Rows from a dataset:
"""
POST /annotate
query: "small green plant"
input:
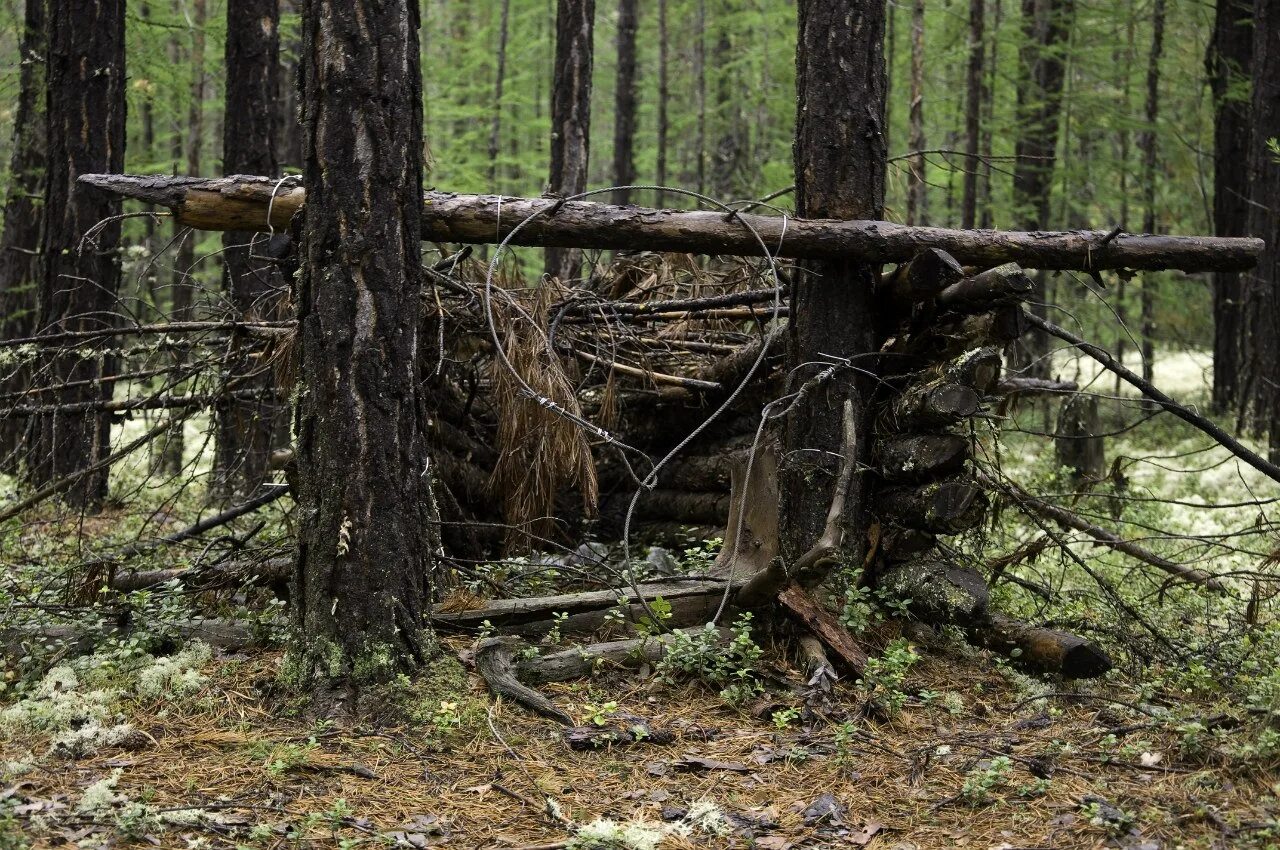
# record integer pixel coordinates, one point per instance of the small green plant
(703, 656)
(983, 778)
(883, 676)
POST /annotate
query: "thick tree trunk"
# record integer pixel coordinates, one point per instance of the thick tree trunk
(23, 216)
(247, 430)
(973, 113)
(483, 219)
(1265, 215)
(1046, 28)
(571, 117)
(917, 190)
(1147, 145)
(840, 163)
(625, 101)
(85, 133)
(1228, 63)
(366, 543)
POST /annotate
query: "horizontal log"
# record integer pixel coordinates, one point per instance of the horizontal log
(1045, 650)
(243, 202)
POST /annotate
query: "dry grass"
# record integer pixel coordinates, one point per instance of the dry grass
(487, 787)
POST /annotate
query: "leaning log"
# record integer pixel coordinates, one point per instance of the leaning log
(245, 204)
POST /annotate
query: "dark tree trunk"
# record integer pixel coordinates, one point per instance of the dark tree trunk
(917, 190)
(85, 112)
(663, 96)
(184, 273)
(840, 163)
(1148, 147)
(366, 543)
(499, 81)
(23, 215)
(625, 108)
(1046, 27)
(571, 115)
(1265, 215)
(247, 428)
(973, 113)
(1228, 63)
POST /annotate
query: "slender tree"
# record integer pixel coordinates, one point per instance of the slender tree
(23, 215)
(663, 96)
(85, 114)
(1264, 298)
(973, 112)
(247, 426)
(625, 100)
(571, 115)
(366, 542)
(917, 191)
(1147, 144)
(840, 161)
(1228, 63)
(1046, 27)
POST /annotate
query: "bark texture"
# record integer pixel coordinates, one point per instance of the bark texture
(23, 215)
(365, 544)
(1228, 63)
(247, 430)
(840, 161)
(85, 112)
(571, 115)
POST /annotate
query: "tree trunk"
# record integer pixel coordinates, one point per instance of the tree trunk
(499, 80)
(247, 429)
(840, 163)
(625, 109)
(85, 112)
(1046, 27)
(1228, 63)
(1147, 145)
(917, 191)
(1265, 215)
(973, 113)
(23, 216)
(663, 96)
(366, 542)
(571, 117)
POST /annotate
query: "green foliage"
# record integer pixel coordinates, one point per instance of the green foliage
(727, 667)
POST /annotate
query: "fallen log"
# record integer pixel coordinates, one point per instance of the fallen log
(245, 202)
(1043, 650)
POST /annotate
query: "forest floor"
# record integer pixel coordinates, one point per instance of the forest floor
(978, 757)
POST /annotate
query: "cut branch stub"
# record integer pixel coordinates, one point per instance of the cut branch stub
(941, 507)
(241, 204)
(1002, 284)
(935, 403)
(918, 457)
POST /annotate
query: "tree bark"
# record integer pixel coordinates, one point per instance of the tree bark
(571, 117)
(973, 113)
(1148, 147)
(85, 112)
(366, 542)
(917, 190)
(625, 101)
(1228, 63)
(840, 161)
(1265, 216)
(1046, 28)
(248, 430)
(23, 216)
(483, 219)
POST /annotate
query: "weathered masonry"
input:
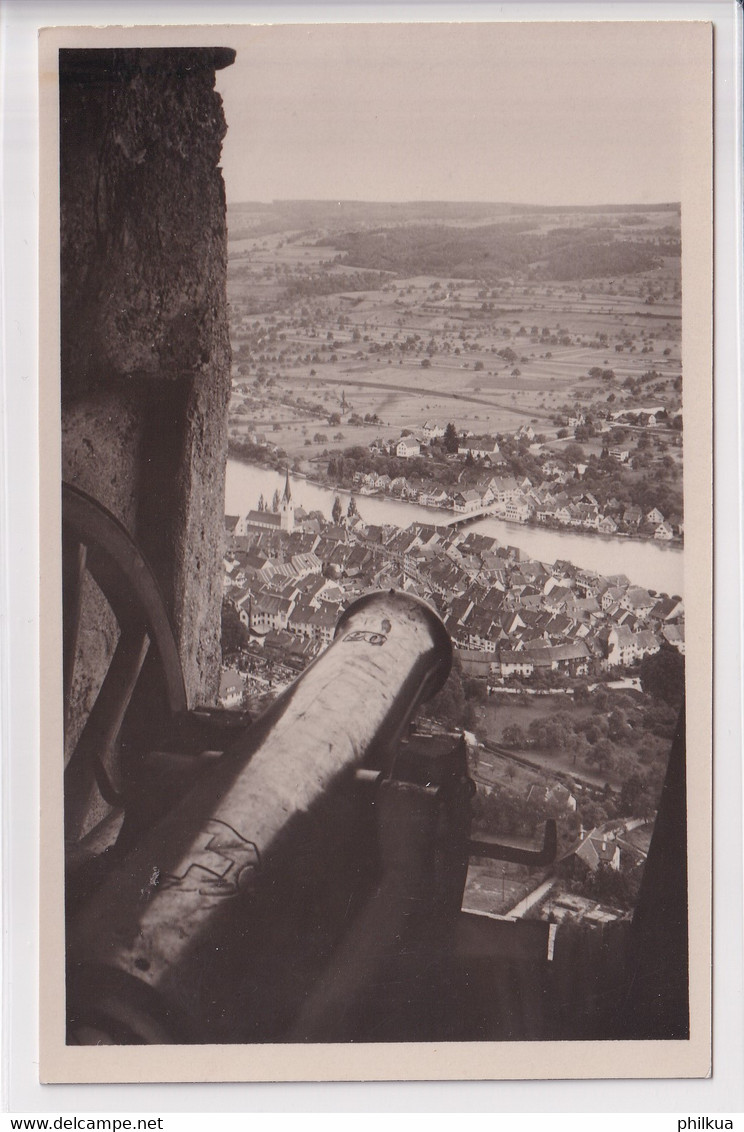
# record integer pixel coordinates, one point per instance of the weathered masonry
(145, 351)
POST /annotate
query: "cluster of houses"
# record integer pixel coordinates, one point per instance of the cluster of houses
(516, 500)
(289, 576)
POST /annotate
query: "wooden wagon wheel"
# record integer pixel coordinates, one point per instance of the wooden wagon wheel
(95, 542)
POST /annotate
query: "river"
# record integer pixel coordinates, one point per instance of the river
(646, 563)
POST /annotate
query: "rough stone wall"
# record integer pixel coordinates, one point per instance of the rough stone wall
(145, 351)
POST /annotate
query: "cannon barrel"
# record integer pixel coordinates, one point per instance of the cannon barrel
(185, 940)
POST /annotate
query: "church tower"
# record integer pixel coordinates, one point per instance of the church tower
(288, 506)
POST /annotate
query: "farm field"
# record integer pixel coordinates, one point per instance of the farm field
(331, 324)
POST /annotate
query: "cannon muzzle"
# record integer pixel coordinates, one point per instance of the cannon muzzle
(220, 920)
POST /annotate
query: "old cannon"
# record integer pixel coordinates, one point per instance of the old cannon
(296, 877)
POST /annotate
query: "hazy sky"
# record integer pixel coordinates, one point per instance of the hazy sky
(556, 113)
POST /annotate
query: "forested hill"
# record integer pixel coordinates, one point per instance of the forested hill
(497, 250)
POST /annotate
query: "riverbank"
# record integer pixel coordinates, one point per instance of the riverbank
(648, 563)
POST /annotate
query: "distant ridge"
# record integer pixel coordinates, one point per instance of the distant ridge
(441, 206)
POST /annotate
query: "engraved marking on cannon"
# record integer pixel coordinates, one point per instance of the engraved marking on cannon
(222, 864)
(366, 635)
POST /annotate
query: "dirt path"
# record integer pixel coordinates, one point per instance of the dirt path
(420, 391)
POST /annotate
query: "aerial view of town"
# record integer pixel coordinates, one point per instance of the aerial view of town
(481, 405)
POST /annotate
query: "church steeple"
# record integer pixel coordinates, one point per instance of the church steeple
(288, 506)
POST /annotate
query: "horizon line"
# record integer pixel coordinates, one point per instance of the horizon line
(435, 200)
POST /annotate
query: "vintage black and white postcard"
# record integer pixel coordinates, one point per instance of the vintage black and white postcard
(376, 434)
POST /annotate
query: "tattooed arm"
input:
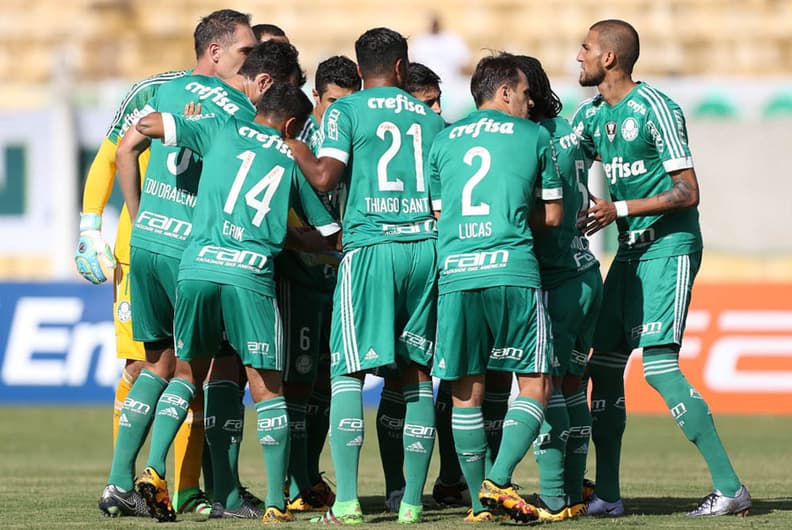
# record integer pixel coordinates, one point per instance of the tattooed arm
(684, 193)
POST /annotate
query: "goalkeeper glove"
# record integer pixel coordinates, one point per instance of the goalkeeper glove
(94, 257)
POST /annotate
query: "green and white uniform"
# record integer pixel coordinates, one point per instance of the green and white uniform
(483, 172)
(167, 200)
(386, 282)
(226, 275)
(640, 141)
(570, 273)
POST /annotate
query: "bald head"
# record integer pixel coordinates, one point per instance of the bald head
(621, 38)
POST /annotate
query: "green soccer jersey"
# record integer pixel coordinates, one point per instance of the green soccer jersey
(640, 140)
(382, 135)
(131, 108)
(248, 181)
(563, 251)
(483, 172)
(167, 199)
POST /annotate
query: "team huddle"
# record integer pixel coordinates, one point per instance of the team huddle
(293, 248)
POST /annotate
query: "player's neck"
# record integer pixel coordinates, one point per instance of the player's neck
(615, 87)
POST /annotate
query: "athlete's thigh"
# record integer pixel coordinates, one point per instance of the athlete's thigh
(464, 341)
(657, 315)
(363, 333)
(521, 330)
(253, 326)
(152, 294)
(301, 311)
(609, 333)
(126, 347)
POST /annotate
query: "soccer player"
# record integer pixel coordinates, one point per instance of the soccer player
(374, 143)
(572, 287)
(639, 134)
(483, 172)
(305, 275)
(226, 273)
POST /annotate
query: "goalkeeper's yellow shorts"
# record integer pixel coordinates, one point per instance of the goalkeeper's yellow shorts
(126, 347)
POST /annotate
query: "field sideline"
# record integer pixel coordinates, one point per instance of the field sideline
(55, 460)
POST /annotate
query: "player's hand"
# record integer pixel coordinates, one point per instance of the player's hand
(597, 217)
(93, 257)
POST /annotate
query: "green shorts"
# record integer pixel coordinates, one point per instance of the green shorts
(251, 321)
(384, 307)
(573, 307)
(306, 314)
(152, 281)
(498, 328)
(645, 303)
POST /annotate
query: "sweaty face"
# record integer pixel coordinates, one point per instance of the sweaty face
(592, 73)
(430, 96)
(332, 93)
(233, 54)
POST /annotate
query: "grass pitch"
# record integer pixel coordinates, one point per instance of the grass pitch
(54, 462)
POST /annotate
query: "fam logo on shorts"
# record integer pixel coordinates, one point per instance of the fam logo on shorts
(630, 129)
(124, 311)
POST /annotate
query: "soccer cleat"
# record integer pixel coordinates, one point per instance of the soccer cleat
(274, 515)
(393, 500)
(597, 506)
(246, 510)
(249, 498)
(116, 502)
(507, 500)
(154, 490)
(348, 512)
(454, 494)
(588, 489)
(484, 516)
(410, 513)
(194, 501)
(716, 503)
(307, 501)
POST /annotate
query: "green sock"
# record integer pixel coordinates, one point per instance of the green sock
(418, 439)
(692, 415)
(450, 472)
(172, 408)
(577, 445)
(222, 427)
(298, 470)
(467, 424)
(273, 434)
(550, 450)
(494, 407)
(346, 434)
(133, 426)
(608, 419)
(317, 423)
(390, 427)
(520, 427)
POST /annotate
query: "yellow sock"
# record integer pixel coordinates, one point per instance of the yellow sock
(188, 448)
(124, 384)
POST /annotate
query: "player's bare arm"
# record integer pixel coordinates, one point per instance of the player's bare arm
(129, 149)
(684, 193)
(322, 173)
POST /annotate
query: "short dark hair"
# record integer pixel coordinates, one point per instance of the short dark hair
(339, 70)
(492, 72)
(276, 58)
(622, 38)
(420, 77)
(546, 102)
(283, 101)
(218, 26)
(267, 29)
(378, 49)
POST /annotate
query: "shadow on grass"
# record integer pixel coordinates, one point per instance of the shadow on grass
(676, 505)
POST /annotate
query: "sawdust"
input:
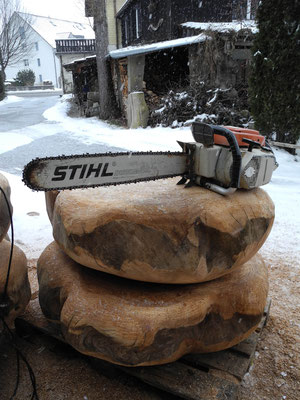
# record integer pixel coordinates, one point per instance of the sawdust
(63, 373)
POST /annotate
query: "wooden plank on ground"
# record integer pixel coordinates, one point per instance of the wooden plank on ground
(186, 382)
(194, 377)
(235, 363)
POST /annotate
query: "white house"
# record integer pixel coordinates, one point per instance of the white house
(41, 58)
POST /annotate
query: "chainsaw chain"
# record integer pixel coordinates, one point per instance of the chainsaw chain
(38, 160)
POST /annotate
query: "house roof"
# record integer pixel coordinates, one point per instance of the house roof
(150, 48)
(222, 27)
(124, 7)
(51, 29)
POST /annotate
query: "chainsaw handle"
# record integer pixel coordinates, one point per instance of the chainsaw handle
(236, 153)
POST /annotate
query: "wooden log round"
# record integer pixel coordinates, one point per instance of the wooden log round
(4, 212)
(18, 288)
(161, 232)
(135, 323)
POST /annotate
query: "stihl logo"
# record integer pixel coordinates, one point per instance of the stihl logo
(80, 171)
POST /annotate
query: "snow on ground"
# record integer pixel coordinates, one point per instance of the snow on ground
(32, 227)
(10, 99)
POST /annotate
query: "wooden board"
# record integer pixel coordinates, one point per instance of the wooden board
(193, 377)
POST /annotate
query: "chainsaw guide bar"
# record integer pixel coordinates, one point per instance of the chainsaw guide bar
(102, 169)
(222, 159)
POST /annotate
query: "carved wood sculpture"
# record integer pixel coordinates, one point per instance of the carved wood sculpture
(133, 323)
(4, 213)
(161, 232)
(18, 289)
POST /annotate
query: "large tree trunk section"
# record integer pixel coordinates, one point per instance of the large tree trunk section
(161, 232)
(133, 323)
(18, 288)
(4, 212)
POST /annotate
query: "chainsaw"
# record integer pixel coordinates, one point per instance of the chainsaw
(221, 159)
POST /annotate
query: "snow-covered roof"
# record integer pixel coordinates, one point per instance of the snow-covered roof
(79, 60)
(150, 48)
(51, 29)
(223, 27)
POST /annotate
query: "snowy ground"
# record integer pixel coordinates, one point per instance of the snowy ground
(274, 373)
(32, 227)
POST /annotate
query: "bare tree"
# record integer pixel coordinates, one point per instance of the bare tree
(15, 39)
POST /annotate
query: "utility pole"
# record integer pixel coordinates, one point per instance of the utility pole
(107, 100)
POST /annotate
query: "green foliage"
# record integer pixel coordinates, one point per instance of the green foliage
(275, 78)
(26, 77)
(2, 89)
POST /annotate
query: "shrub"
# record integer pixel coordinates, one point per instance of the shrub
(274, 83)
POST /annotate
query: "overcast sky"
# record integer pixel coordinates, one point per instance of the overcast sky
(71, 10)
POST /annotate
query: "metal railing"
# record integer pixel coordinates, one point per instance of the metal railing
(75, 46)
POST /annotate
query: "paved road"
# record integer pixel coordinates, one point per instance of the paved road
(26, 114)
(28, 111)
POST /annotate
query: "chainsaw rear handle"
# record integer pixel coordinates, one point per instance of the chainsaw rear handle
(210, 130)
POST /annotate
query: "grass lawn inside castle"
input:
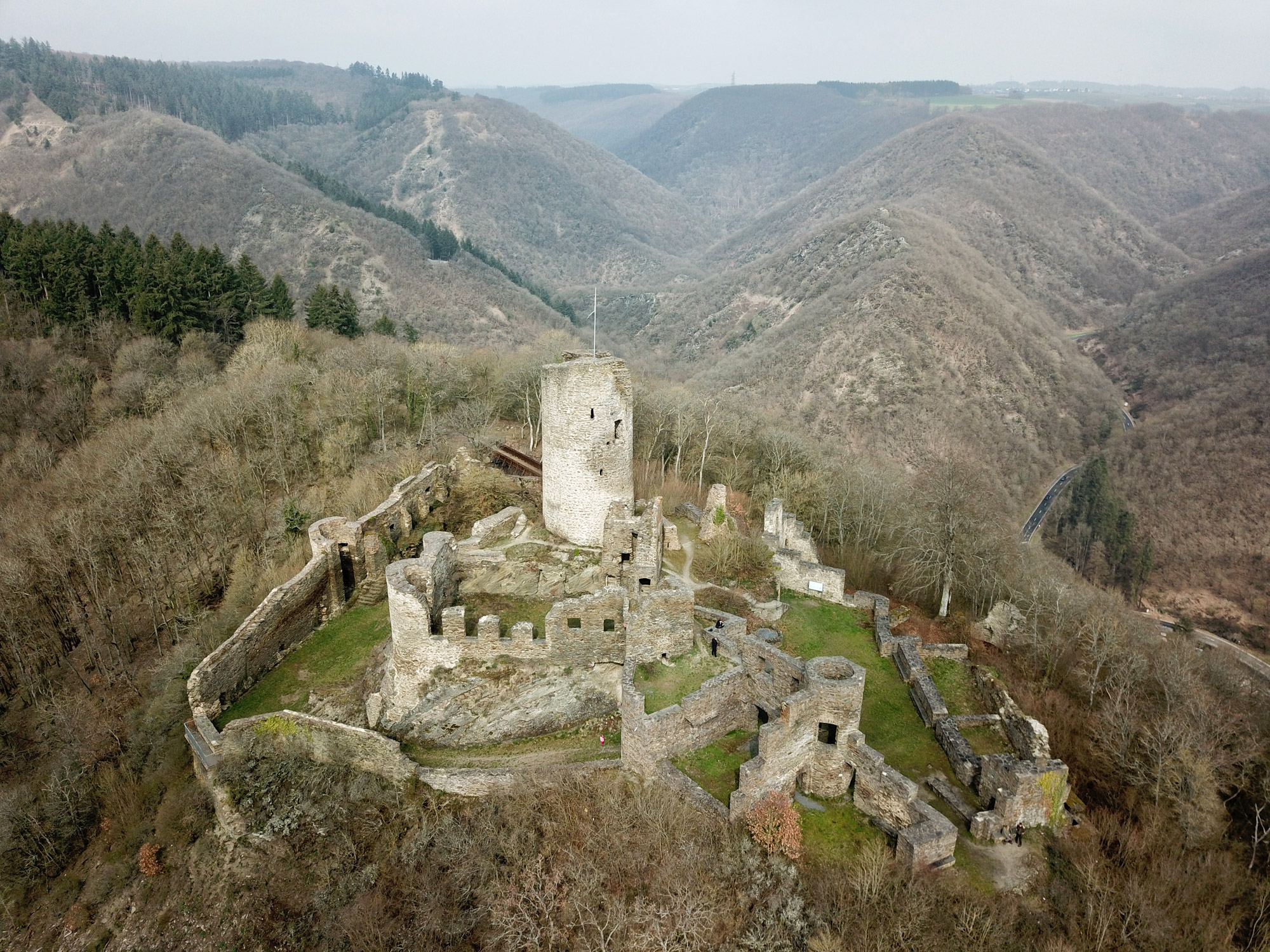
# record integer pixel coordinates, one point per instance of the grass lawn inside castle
"""
Do this> Select every line of the entries above that contains the word "grass", matching case exactly, and copy each one.

Output of the exercise>
query: "dry grass"
# record integer pixel coordinates, one point per instance of the dry grass
query: "grass pitch"
# record integer pixel coordinates, one point per instance of the grass pitch
query: "shadow on grass"
# record integer pixel coordinates, one point per instance of the shadow on grass
query: "grass lawn inside castle"
# record integer pixel coordinates, one point per instance of the grass lawn inside castle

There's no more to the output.